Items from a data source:
+---+

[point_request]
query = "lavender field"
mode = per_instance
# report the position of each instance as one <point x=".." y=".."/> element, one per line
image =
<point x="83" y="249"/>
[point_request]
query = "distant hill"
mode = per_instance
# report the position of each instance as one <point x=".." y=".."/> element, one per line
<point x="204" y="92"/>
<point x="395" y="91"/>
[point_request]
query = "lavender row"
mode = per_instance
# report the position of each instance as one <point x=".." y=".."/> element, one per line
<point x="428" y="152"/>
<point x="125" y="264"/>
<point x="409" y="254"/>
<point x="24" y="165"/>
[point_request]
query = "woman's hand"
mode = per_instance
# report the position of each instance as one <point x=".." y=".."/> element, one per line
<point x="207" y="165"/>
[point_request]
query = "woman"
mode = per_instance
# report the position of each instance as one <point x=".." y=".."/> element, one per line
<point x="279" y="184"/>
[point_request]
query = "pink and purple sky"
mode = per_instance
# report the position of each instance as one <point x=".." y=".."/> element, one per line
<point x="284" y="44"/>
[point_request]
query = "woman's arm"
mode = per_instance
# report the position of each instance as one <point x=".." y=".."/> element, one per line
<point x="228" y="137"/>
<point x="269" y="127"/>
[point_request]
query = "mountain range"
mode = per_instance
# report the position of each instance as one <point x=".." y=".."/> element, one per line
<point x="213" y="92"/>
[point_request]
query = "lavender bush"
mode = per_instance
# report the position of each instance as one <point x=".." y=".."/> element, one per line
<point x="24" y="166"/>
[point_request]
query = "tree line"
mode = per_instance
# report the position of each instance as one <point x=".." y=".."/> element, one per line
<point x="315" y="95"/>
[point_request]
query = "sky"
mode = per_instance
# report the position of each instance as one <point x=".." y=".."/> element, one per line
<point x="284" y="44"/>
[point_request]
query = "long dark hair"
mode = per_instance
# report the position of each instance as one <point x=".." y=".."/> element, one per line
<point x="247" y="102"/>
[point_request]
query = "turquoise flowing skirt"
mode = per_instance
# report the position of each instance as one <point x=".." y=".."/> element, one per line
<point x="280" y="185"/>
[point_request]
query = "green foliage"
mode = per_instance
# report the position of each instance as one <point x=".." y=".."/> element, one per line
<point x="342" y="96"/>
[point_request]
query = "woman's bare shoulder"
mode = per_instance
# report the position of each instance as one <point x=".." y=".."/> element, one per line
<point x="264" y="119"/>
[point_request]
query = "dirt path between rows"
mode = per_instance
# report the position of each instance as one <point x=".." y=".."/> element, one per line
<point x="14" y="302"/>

+---+

■ **Work to complete**
What is needed is an exact copy of all the entries.

■ **Answer to the exercise**
[point_request]
query = "lavender field"
mode = per_instance
# report the position of each instance as one <point x=".." y=".."/> element, one per line
image =
<point x="83" y="249"/>
[point_request]
query = "distant hill"
mode = per_instance
# report the position of each instance as one <point x=".." y=".."/> element, one per line
<point x="204" y="92"/>
<point x="395" y="91"/>
[point_request]
query = "lavender row"
mode = per_instance
# report the position of each instance as one <point x=".." y=".."/> element, one per line
<point x="428" y="152"/>
<point x="125" y="264"/>
<point x="409" y="254"/>
<point x="24" y="165"/>
[point_request]
query = "woman's hand"
mode = per_instance
# report the position of each instance as one <point x=".." y=".."/> element, one per line
<point x="207" y="165"/>
[point_request]
query = "woman"
mode = per_instance
# report the position of each instance as one <point x=".." y=".."/> element, one per line
<point x="279" y="184"/>
[point_request]
query = "pink and purple sky"
mode = per_instance
# report the position of each instance as one <point x=".." y=".."/> element, one per line
<point x="284" y="44"/>
[point_request]
query = "woman's arm"
mode = per_instance
# report the position of each instance as one <point x=".." y=".."/> element, one per line
<point x="228" y="137"/>
<point x="269" y="127"/>
[point_request]
query = "mountain range"
mode = per_instance
# report the position of each instance as one <point x=".." y=".."/> element, one per line
<point x="213" y="92"/>
[point_request]
query = "lavender bush"
mode = per_instance
# report the position of each instance as one <point x=".." y=".."/> element, one per line
<point x="24" y="166"/>
[point_request]
query = "tree line"
mode = per_instance
# report the position of each instance as one <point x=".." y=".."/> element, one per line
<point x="315" y="95"/>
[point_request]
query = "sky"
mode = per_instance
# report the position of each instance as one <point x=".." y=".."/> element, one per line
<point x="284" y="44"/>
[point_request]
query = "long dark hair"
mode = per_instance
# report the position of each instance as one <point x=".." y=".."/> element, one per line
<point x="247" y="102"/>
[point_request]
query = "turquoise flowing skirt"
mode = per_instance
# report the position of each instance as one <point x=".." y=".."/> element, one per line
<point x="280" y="185"/>
[point_request]
query = "green foliage"
mode = per_instance
# report the position of each instance as one <point x=".." y=".."/> element, one per line
<point x="342" y="96"/>
[point_request]
query = "woman's bare shoulder"
mode = per_instance
# report the position of each instance as one <point x=".." y=".."/> element, one per line
<point x="264" y="119"/>
[point_request]
query = "dirt path between rows"
mode = per_instance
# report the position of each instance as one <point x=".." y=".."/> element, one per line
<point x="14" y="302"/>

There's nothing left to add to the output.